### Page extract
□ □ □ □ □ □ □
Gwendolyn B. Bennett, Biographical Note in "Caroling Dusk" (1927)
While she was in attendance there she was a member of the Felter Literary Society and the Girls' High School
Dramatic Society, being the first Negro girl to have been elected to either of these societies. In an open contest
she was awarded the first prize for a poster bearing the slogan Fresh Air Prevents Tuberculosis.
She matriculated in the Fine Arts Department of Teachers' College, Columbia University, where she remained for two years. She then entered the Normal Art Course at Pratt Institute, Brooklyn, New York. She was the author of her class play each of the two years she was there. In her Junior Year she played the leading part in the play which she had herself written. She was graduated from Pratt Institute June 1924. She then became a member of the Howard University Faculty in Fine Arts as Instructor in Design, Water-color and Crafts. During the Christmas holidays of the school year 1924-25 Miss Bennett was awarded the Thousand Dollar Foreign Scholarship by the Alpha Sigma Chapter of the Delta Sigma Theta Sorority at its Annual Convention held in New York City.
She sailed for Cherbourg, France on June fifteenth, 1925. While in Paris she studied at the Académie Julian,
The Académie Coloraossi and the École de Pantheon. Through the influence of Konrad Bercovici she was thrown in contact with the artist, Frans Masereel, one of France's best known modern painters. M. and Mme. Masereel offered Miss Bennett the hospitality of their home and together with their circle of friends did much to encourage her in her work while in Paris. She returned to America during June 1926.
For the summer of 1926 she was employed at the Opportunity magazine where she acted in the capacity of Assistant to the Editor. September 1926 she returned to Howard University where she resumed her classroom
work after a year's leave of absence.
□ □ □ □ □ □ □
### Data for analysis
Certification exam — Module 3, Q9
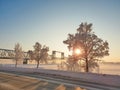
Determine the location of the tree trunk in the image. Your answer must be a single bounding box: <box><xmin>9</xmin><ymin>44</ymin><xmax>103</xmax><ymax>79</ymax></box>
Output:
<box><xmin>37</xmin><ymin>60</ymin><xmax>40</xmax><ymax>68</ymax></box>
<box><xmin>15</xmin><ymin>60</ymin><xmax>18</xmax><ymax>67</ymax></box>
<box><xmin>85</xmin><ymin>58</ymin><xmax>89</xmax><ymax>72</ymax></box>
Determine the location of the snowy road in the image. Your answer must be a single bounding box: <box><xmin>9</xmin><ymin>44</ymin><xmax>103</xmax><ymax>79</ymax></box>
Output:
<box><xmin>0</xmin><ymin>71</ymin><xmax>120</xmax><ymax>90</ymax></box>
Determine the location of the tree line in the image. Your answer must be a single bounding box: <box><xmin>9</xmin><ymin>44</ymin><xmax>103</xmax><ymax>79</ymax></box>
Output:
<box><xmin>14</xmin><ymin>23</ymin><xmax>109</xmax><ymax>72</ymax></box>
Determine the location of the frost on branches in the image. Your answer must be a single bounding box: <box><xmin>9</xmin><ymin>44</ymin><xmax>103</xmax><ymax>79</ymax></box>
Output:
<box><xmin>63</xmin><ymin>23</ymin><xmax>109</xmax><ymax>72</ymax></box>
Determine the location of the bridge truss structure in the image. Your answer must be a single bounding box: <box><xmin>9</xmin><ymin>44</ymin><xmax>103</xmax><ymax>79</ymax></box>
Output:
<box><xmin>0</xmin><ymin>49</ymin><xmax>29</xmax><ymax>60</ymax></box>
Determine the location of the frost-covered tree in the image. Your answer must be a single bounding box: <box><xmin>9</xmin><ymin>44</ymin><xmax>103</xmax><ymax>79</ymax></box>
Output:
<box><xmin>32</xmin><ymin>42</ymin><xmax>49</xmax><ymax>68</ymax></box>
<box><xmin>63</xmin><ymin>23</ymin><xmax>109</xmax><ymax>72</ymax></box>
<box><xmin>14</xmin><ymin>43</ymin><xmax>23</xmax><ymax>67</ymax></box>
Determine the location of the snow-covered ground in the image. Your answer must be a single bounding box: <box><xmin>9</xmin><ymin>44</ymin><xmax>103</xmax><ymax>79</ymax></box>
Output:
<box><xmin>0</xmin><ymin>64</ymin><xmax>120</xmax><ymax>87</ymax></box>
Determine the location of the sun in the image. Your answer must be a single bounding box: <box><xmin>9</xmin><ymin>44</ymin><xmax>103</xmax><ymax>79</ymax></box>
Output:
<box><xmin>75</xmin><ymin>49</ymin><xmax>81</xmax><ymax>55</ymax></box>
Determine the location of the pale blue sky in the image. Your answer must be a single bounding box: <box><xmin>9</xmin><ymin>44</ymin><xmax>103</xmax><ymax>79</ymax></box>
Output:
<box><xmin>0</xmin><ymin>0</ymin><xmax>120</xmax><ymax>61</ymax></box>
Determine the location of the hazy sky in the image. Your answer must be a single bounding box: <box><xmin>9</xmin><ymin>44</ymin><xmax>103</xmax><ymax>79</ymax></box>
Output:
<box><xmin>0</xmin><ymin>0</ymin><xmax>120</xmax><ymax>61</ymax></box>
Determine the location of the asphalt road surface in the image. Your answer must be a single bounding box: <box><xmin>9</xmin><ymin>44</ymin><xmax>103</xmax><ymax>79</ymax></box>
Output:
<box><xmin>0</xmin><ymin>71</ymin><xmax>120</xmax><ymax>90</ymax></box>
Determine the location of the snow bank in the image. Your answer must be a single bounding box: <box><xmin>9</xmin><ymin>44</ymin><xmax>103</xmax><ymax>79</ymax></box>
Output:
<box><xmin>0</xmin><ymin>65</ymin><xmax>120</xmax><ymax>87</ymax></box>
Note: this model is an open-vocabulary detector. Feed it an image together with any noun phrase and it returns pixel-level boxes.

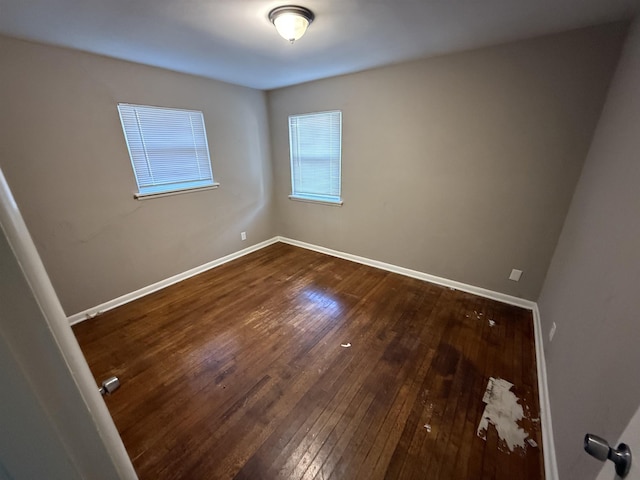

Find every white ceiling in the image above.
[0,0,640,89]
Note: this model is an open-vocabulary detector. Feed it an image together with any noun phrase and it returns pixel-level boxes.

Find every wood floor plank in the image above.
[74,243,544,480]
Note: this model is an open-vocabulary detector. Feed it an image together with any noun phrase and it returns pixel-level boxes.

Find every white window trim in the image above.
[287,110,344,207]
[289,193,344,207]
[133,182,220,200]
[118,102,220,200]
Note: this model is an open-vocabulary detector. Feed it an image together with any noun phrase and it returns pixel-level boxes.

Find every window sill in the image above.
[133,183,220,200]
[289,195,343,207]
□ □ □ □ □ □ □
### To do
1: Extract the passage of the biographical note on Gwendolyn Bennett from "While she was" to "Air Prevents Tuberculosis.".
2: According to the biographical note on Gwendolyn Bennett, what position did she hold at Opportunity magazine in the summer of 1926?
The rows come from a separate source and are unrelated to the biographical note on Gwendolyn Bennett.

### Answers
1:
While she was in attendance there she was a member of the Felter Literary Society and the Girls' High School
Dramatic Society, being the first Negro girl to have been elected to either of these societies. In an open contest
she was awarded the first prize for a poster bearing the slogan Fresh Air Prevents Tuberculosis.

2: Assistant to the Editor.